[Object position labeling entries]
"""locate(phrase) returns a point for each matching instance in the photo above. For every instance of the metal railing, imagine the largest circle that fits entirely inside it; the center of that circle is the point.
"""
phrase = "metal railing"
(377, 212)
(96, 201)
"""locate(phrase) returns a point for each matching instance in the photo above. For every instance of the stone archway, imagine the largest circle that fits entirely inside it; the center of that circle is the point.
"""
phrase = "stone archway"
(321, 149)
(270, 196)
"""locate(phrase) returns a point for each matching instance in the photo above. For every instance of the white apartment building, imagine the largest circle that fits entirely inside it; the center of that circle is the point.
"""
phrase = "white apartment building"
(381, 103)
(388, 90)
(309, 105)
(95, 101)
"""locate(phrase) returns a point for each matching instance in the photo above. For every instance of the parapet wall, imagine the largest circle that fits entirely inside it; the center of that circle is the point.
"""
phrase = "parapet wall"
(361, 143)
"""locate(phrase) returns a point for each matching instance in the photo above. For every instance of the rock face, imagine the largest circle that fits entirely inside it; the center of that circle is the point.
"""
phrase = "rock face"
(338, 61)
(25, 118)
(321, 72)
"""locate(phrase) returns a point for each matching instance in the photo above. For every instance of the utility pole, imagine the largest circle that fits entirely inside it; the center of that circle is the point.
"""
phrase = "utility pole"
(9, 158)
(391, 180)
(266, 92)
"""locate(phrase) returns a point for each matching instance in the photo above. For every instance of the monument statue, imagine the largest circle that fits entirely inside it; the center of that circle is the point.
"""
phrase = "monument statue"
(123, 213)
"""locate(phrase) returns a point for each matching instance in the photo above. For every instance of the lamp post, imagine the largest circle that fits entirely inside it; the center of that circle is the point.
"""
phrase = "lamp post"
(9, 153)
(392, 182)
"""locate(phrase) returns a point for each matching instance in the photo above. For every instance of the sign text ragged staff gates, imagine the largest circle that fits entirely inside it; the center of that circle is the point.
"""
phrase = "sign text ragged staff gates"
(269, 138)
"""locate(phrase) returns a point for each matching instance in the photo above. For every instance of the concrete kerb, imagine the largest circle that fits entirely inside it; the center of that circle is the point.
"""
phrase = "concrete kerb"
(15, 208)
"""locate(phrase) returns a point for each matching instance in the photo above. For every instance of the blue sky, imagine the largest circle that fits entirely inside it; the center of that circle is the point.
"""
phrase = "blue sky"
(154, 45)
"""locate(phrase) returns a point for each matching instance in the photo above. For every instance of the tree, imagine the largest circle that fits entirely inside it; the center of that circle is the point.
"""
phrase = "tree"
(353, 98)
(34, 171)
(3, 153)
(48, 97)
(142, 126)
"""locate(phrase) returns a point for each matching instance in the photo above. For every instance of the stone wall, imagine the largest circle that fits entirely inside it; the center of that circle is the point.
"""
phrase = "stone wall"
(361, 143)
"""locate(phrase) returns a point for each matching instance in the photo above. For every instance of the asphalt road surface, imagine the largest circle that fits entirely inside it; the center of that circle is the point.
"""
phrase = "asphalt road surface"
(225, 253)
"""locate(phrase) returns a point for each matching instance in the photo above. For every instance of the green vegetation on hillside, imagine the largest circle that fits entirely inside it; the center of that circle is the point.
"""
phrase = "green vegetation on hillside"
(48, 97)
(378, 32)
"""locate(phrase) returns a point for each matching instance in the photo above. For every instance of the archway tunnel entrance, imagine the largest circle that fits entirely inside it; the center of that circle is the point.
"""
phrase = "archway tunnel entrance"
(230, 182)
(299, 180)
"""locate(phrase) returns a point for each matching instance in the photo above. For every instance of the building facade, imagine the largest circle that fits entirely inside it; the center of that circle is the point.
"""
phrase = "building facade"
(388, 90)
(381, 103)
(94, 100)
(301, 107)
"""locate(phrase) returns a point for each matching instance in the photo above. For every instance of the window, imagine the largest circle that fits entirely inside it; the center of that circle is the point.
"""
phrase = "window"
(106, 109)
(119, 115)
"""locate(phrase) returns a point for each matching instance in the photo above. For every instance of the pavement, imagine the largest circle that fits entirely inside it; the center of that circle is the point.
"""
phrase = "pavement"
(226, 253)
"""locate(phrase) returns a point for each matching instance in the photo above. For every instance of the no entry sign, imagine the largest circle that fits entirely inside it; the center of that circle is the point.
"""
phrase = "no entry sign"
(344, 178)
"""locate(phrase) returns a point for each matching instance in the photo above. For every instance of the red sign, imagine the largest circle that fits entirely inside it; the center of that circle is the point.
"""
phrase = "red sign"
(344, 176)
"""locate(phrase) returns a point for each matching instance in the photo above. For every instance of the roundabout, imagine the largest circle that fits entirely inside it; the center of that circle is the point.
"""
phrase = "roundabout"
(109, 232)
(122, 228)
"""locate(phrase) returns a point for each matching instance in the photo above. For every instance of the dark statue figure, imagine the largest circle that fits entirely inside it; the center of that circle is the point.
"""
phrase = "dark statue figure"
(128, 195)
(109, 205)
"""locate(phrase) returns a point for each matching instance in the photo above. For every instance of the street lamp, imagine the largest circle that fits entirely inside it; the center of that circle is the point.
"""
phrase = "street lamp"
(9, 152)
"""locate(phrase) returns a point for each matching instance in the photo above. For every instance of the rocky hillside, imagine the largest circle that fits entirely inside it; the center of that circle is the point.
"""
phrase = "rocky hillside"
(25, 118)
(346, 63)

* [EXERCISE TASK]: Lay out as a numbered list every line of the data from the one containing "the roundabout, imagine" through the final line, omitting any blank lines.

* [RESPONSE TO THIS TASK]:
1. """locate(phrase) returns a point for each matching instance in the photo above. For every instance of the roundabout, imagine the largest circle that fits entirely inside it; the center of that circle is the point.
2. """
3. phrase = "roundabout"
4. (109, 232)
5. (122, 228)
6. """locate(phrase) returns a point for each matching instance in the photo above. For every instance of the dark statue figure, imagine the largest circle that fits entirely inside it; the center of that circle is the point.
7. """
8. phrase = "dark statue figure"
9. (128, 195)
10. (109, 205)
11. """locate(phrase) returns a point for each matching instance in the photo above. For every instance of the street lamp, imagine the largest circle that fits entirely inside it; the center of that circle is the point.
12. """
13. phrase = "street lamp"
14. (9, 152)
15. """locate(phrase) returns a point for each matching instance in the photo above. For every instance of the rocky hillside, imagine the largest circle that fits entirely inside it; the center of that circle is the point.
16. """
17. phrase = "rocky hillside"
18. (25, 118)
19. (346, 63)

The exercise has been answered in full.